文書抜粋.
+++

知って得するセキュリティのはなし その101
マルウェア「Emotet」国内で26,000件の感染か…警察庁・総務省がISP通じ注意喚起実施へ
1.このニュースをざっくり言うと
- 2月19日(日本時間)、警察庁および総務省より、マルウェア「Emotet」に感染しているPCが依然国内に多数あるとして、2月下旬より注意喚起を行うと発表されました。
- 海外の捜査当局から警察庁に対し、国内のEmotetに感染している機器に関する情報提供があったとのことで、一部報道によればその数は26,000IPアドレスに上るとのことです。
- 総務省では、安全でないIoT機器の調査と注意喚起を行う「NOTICE」プロジェクトにより、今回もISPを仲介して感染の疑いのある機器の所有者に連絡を行い、感染確認や駆除の方法を案内するとしています。
2.執筆者からの所感等
- 1月までに、欧米の警察当局が連携してEmotetに関与する人物の摘発や指令サーバーの押収を行い、世界中のEmotetを無力化させることに成功したと報じられていました(AUS便り 2021/02/01号参照)。

+++

エントリ抜粋.

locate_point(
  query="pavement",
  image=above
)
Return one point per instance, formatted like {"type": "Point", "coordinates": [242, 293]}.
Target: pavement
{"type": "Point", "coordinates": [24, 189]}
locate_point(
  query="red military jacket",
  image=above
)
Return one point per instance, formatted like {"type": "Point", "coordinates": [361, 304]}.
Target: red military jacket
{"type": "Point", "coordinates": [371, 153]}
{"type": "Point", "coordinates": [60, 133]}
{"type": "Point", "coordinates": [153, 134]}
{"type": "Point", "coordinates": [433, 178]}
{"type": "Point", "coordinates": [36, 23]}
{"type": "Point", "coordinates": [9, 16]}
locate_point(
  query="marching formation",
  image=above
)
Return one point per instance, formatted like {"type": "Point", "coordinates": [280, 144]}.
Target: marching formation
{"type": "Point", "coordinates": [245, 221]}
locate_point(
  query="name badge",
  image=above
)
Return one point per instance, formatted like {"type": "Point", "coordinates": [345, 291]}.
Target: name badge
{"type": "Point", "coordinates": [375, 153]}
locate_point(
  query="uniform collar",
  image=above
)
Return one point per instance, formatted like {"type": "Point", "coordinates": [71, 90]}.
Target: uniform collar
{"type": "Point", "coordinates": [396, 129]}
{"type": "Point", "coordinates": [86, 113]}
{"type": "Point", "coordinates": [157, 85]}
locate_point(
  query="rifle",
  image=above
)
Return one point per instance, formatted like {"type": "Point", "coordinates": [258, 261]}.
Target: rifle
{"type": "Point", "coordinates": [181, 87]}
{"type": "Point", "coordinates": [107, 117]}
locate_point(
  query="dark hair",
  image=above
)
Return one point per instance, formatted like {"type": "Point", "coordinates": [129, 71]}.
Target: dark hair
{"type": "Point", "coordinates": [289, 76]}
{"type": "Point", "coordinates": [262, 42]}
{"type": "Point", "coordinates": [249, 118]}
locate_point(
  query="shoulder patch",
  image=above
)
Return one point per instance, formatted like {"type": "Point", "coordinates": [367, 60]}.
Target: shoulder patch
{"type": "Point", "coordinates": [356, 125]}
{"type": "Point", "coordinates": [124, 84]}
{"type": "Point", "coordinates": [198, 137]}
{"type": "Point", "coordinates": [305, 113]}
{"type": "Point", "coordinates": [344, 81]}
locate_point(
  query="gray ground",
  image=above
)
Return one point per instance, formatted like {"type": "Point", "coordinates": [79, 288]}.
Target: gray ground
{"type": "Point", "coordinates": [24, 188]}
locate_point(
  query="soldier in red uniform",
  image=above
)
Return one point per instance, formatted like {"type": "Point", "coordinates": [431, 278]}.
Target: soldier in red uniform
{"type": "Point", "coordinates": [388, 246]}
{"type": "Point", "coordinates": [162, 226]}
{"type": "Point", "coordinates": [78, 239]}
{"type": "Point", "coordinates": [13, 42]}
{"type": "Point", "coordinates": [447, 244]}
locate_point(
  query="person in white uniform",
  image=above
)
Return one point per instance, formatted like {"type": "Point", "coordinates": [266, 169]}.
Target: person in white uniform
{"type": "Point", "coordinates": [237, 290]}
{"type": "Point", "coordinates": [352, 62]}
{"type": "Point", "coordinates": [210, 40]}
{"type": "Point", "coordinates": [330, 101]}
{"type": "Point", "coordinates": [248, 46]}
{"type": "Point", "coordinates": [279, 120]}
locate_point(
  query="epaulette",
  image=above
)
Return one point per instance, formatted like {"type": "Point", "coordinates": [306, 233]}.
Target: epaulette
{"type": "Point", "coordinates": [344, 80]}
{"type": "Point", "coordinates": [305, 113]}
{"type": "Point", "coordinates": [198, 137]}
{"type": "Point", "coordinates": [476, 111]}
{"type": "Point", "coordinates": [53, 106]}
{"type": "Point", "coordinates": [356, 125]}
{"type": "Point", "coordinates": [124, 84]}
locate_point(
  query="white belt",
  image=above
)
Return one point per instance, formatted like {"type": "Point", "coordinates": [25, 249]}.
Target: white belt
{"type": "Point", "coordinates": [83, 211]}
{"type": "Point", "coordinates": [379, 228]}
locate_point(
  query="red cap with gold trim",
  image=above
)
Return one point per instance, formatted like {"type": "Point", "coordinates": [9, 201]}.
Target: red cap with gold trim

+++

課題内容.
a: Emotetの記事に基づいて、次の問いに答えなさい。
(i) 警察庁と総務省が注意喚起を始めるのはいつからか。
(ii) 一部報道によると、感染機器の数はどれだけに上るか。
(iii) 総務省が感染の疑いのある機器の所有者への連絡に用いるプロジェクトの名称は何か。
b: 次の各文がEmotetの記事の内容と合っているかを判断し、はいかいいえで答えなさい。判断の根拠となる記事中の語句をそのまま引用すること。
(i) 警察庁への情報提供は海外の捜査当局から行われた。
(ii) 総務省は感染の疑いのある機器の所有者に直接連絡する。
(iii) 欧米の警察当局が指令サーバーを押収したと報じられていた。
c: Emotetの記事の最後の文に続けて、その先を書き継ぎなさい。
エントリはEmotetの記事とは別の資料である。

解答.
a:
(i) 2月下旬から
(ii) 26,000IPアドレス
(iii) 「NOTICE」プロジェクト

b:
(i) はい。「海外の捜査当局から警察庁に対し、国内のEmotetに感染している機器に関する情報提供があった」
(ii) いいえ。「ISPを仲介して感染の疑いのある機器の所有者に連絡を行い」
(iii) はい。「欧米の警察当局が連携してEmotetに関与する人物の摘発や指令サーバーの押収を行い」

c:
- 3月25日に予定されている自己削除の実行まで引き続き局所的に活動を続けるEmotetが存在するとみられること、Emotetが感染したPCに他のマルウェアもダウンロードされている恐れがあること等を鑑み、恐らくは過去に感染が確認されたアドレスも含め注意喚起を行い、徹底した駆除に乗り出しているものと考えられます。
- 「感染したPCに保存されている送受信メールのアドレス・文面を悪用する」という、ビジネスでのメールのやり取り等における油断を巧妙に突くEmotetの拡散の手口は、後発のマルウェアにも用いられており、仮にEmotetが無力化によって消滅したとしても決して安心することなく、アンチウイルスやUTM等による各種マルウェアに対する防御および不審なファイルが添付されたメールへの慎重な対応を行い、万が一の感染時には、駆除の後にメールアカウントのパスワード変更により安全を確保すること等に留意してください。